** To do **
According to the text on reading Python config variables into a bash script, what ends a string in shell languages?

In a new python file i could just import the parameter python file.
Consider something akin to the following:
#!/bin/bash
# ^^^^ NOT /bin/sh, which doesn't have process substitution available.
python_script='
import sys
d = {} # create a context for variables
exec(open(sys.argv[1], "r").read()) in d # execute the Python code in that context
for k in sys.argv[2:]:
print "%s\0" % str(d[k]).split("\0")[0] # ...and extract your strings NUL-delimited
'
read_python_vars() {
local python_file=$1; shift
local varname
for varname; do
IFS= read -r -d '' "${varname#*:}"
done < <(python -c "$python_script" "$python_file" "${#%%:*}")
}
You might then use this as:
read_python_vars config.py week_date:dt cust_id:id
echo "Customer id is $id; date range is $dt"
...or, if you didn't want to rename the variables as they were read, simply:
read_python_vars config.py week_date cust_id
echo "Customer id is $cust_id; date range is $week_date"
Advantages:
Unlike a naive regex-based solution (which would have trouble with some of the details of Python parsing -- try teaching sed to handle both raw and regular strings, and both single and triple quotes without making it into a hairball!) or a similar approach that used newline-delimited output from the Python subprocess, this will correctly handle any object for which str() gives a representation with no NUL characters that your shell script can use.
Running content through the Python interpreter also means you can determine values programmatically -- for instance, you could have some Python code that asks your version control system for the last-change-date of relevant content.
Think about scenarios such as this one:
start_date = '01/03/16'
end_date = '01/09/16'
week_date = '%s-%s' % (start_date, end_date)
...using a Python interpreter to parse Python means you aren't restricting how people can update/modify your Python config file in the future.
Now, let's talk caveats:
If your Python code has side effects, those side effects will obviously take effect (just as they would if you chose to import the file as a module in Python). Don't use this to extract configuration from a file whose contents you don't trust.
Python strings are Pascal-style: They can contain literal NULs. Strings in shell languages are C-style: They're terminated by the first NUL character. Thus, some variables can exist in Python than cannot be represented in shell without nonliteral escaping. To prevent an object whose str() representation contains NULs from spilling forward into other assignments, this code terminates strings at their first NUL.
Now, let's talk about implementation details.
${#%%:*} is an expansion of $# which trims all content after and including the first : in each argument, thus passing only the Python variable names to the interpreter. Similarly, ${varname#*:} is an expansion which trims everything up to and including the first : from the variable name passed to read. See the bash-hackers page on parameter expansion.
Using <(python ...) is process substitution syntax: The <(...) expression evaluates to a filename which, when read, will provide output of that command. Using < <(...) redirects output from that file, and thus that command (the first < is a redirection, whereas the second is part of the <( token that starts a process substitution). Using this form to get output into a while read loop avoids the bug mentioned in BashFAQ #24 ("I set variables in a loop that's in a pipeline. Why do they disappear after the loop terminates? Or, why can't I pipe data to read?").

** Dataset entries **

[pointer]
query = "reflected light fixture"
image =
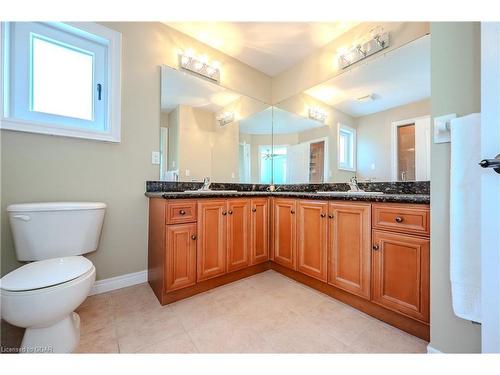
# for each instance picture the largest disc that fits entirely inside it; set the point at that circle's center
(199, 65)
(377, 41)
(317, 114)
(225, 118)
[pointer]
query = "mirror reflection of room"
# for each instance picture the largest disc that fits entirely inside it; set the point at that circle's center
(371, 121)
(209, 131)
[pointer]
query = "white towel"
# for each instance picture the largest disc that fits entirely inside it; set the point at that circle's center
(465, 218)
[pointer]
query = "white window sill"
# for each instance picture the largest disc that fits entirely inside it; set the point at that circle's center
(47, 129)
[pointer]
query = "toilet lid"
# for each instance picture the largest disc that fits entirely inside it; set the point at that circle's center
(45, 273)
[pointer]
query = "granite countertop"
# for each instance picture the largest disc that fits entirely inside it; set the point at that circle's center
(401, 198)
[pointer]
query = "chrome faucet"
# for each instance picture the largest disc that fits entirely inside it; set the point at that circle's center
(206, 184)
(353, 184)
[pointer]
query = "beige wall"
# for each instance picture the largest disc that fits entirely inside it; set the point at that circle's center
(44, 168)
(374, 138)
(455, 77)
(323, 65)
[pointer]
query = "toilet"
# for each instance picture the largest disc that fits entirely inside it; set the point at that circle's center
(42, 295)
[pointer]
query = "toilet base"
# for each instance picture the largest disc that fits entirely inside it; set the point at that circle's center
(61, 337)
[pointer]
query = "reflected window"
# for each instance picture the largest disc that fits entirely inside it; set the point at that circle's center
(273, 163)
(346, 148)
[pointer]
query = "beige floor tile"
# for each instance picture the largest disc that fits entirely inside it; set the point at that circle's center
(141, 329)
(382, 338)
(100, 341)
(227, 334)
(180, 343)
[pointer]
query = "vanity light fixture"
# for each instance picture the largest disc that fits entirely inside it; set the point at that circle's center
(317, 114)
(225, 118)
(377, 41)
(199, 65)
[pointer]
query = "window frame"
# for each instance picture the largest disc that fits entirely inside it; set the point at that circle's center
(112, 117)
(352, 166)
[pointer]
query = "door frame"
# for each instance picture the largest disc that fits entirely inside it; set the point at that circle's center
(394, 141)
(490, 182)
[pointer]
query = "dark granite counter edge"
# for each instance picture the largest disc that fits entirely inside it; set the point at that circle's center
(393, 198)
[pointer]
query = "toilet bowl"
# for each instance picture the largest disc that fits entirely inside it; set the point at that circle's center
(42, 295)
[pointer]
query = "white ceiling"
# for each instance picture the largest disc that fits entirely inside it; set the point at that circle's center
(271, 47)
(282, 122)
(396, 78)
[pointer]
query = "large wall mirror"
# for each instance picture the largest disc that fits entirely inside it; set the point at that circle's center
(210, 131)
(371, 121)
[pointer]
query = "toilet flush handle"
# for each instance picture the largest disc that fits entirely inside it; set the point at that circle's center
(22, 217)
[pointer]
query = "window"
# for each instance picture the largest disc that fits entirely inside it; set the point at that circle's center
(61, 79)
(346, 148)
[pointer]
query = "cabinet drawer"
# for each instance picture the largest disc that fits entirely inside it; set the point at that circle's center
(408, 218)
(181, 212)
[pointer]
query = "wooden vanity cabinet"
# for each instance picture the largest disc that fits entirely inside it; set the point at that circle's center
(259, 230)
(180, 259)
(285, 232)
(401, 273)
(349, 247)
(312, 235)
(212, 238)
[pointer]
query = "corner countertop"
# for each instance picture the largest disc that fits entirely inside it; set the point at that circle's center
(395, 198)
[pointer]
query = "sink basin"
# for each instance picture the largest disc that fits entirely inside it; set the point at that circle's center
(351, 192)
(210, 191)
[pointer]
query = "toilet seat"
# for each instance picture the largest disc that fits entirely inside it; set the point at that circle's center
(45, 274)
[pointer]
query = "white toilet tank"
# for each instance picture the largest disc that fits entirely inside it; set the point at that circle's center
(55, 229)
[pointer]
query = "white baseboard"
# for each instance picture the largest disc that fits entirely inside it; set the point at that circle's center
(431, 350)
(118, 282)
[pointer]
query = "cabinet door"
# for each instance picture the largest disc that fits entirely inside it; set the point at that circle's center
(284, 232)
(238, 234)
(259, 230)
(211, 247)
(401, 273)
(180, 259)
(350, 247)
(312, 229)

** Task response **
Shell strings end at the first NUL character.